**Excerpted text**
▼▼▼
I'm not "arguing this position", but mildly amused that "the sky is falling crowd" could have a field day if so desired - "Kim Woojin got upset out in the first round of the 2016 Oly, and now in the most important tournament before the Olympics 2020 none of the Korean men made it even to the Quarterfinals of World Championships, and lots of new up and comers did. Is something wrong with the Korean juggernaut? Do they need to rethink their training for elimination rounds? Is this the breeze that announces the coming tornado?"

But in any case, in the interest of seeing good dramatic competitions up the ladder, your Korean friends might want to consider rethinking that insular perspective. Or not, of course.


----------



## limbwalker (Sep 26, 2003)

An argument could be made that the single elimination format is all that prevents archery from being removed from the Olympic games, the way Softball was, because the same country kept winning every Olympic cycle.


----------



## DarkMuppet (Oct 23, 2013)

limbwalker said:


> An argument could be made that the single elimination format is all that prevents archery from being removed from the Olympic games, the way Softball was, because the same country kept winning every Olympic cycle.


This is pretty much it. 


I won't pre-empt the article, but I believe there's going to be something published on this very subject, very soon.


----------



## tkaap (Nov 30, 2009)

This score is amazing. Great shooting!



limbwalker said:


> That 50M score is a little weak. Must have gotten bored shooting 10's. :laugh:


I'm fully aware that you're joking, but I felt like running some numbers on this. 


The first thing to note is that the apparent angle for 50 meters is the smallest of the four distances:

Distance : Angle (in degrees)
70(122cm) : 1.00
60(122cm) : 1.16
50(80cm) : 0.92
30(80cm) : 1.53

Nearly everyone in that tournament had a lower 50 meter score, but by 2-4% on a target that is closer, but 8% smaller by aiming angle. Ryoo's falloff at 50m was similar to everyone's (~2% from her 70m score), but her 70m score was 2% higher than everyone else's.
▲▲▲
**Written exercise 1**
Update the entries below by replacing "steel lattice tower" with "radio mast" wherever it occurs and changing nothing else. Leave the pictures out of your answer.
**Written exercise 2**
Write what follows in the forum thread about Olympic archery, picking up after its last sentence.

**Input data**
▼▼▼
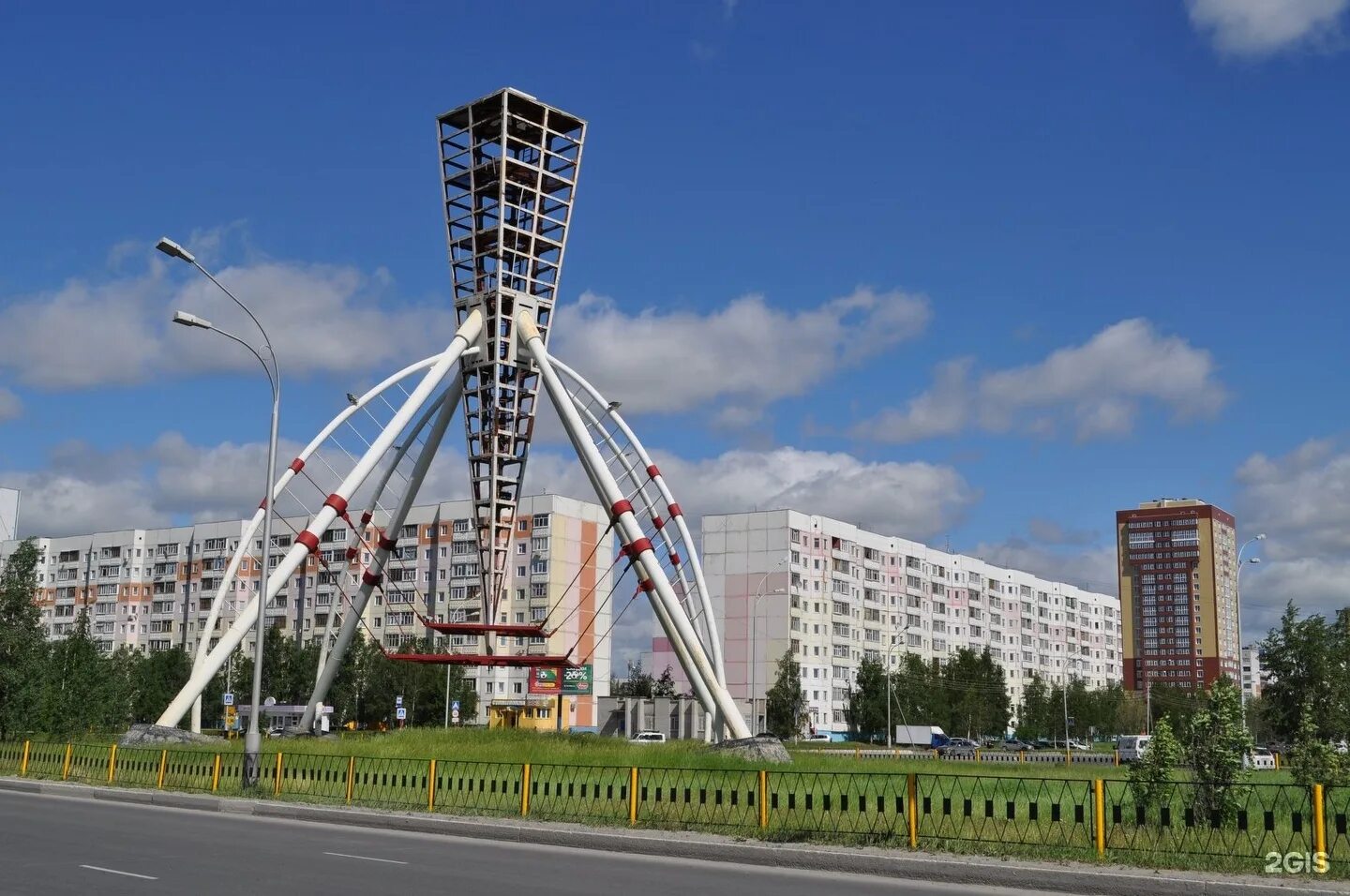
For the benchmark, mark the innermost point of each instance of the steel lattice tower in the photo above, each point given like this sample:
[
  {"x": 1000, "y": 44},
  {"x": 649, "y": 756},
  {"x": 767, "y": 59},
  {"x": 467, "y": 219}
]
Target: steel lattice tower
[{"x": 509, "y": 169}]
▲▲▲
**Written reply 1**
For the benchmark, mark the innermost point of each instance of the radio mast in the photo above, each point given like this sample:
[
  {"x": 1000, "y": 44},
  {"x": 649, "y": 756},
  {"x": 767, "y": 59},
  {"x": 467, "y": 219}
]
Target: radio mast
[{"x": 509, "y": 169}]

**Written reply 2**
Compared to the part of the field over 1300, Ryoo Su Jung shot over average: +16 at 70, +11.6 at 60, +16.4 at 50, and +8.8 at 30.
Over the Top Ten, Ryoo Su Jung shot over average: +9 at 70, +5.5 at 60, +8.5 at 50, and +6.6 at 30.

She was 1-2% better at each distance. Especially on each day's long distance. So she crushed the field.

Chart of the top ten scores. Doesn't even need labels.


----------



## PregnantGuppy (Jan 15, 2011)

lksseven said:


> I'm not "arguing this position", but mildly amused that "the sky is falling crowd" could have a field day if so desired - "Kim Woojin got upset out in the first round of the 2016 Oly, and now in the most important tournament before the Olympics 2020 none of the Korean men made it even to the Quarterfinals of World Championships, and lots of new up and comers did. Is something wrong with the Korean juggernaut? Do they need to rethink their training for elimination rounds? Is this the breeze that announces the coming tornado?"
> 
> But in any case, in the interest of seeing good dramatic competitions up the ladder, your Korean friends might want to consider rethinking that insular perspective. Or not, of course.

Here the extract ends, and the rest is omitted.